-- Opening Marker --
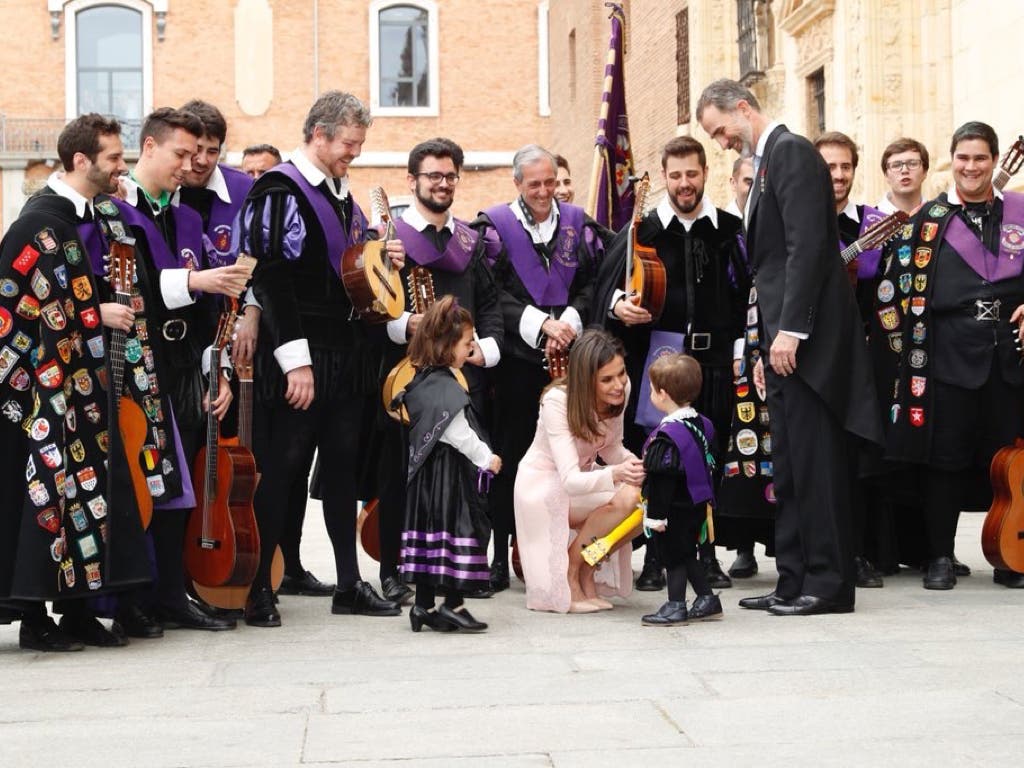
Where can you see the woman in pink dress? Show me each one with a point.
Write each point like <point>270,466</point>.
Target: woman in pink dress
<point>563,497</point>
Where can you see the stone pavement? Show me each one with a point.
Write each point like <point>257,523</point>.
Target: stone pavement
<point>912,678</point>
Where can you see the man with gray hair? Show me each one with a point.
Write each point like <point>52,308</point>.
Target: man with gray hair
<point>544,254</point>
<point>314,364</point>
<point>818,379</point>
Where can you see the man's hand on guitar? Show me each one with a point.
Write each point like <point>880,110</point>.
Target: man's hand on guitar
<point>117,316</point>
<point>628,309</point>
<point>396,252</point>
<point>227,281</point>
<point>300,387</point>
<point>246,334</point>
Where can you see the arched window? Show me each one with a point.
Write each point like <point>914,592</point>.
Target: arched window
<point>403,57</point>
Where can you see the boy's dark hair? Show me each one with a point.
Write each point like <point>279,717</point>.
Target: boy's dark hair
<point>82,135</point>
<point>678,376</point>
<point>439,331</point>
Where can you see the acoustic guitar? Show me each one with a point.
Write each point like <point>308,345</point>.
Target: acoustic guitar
<point>645,275</point>
<point>372,282</point>
<point>131,421</point>
<point>222,540</point>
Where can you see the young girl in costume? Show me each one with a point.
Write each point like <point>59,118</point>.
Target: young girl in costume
<point>678,488</point>
<point>444,542</point>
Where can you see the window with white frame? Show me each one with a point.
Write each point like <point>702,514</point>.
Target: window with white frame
<point>403,57</point>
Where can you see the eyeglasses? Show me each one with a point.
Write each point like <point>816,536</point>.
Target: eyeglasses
<point>434,177</point>
<point>899,165</point>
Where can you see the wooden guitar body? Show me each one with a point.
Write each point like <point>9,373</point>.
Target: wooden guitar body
<point>224,551</point>
<point>134,430</point>
<point>1003,532</point>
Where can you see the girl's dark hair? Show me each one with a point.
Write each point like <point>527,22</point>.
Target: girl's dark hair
<point>439,331</point>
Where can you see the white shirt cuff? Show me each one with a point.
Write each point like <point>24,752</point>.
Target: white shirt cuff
<point>174,288</point>
<point>529,326</point>
<point>396,329</point>
<point>293,354</point>
<point>617,296</point>
<point>492,354</point>
<point>570,315</point>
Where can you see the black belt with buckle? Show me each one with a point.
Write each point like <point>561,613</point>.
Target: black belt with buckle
<point>986,311</point>
<point>174,330</point>
<point>698,342</point>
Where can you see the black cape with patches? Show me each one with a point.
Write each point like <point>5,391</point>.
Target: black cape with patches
<point>70,527</point>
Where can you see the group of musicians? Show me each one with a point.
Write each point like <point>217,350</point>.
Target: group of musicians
<point>82,341</point>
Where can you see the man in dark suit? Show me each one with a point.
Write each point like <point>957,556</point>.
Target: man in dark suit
<point>818,378</point>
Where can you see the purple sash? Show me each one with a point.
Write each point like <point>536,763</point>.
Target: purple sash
-- Closing Marker --
About this task –
Find the line with "Write each point like <point>217,350</point>.". Transcribe it and every line after it exactly, through the end of the records above, and nothing else.

Task response –
Write each point like <point>217,350</point>.
Target: group of musicians
<point>82,341</point>
Where can you see the man in dark suit? Show me each one with a point.
Write each point like <point>957,556</point>.
Target: man in dark suit
<point>818,378</point>
Where can you see the purple sash? Show me each one with a point.
Write each point like <point>536,763</point>.
Target: purple sash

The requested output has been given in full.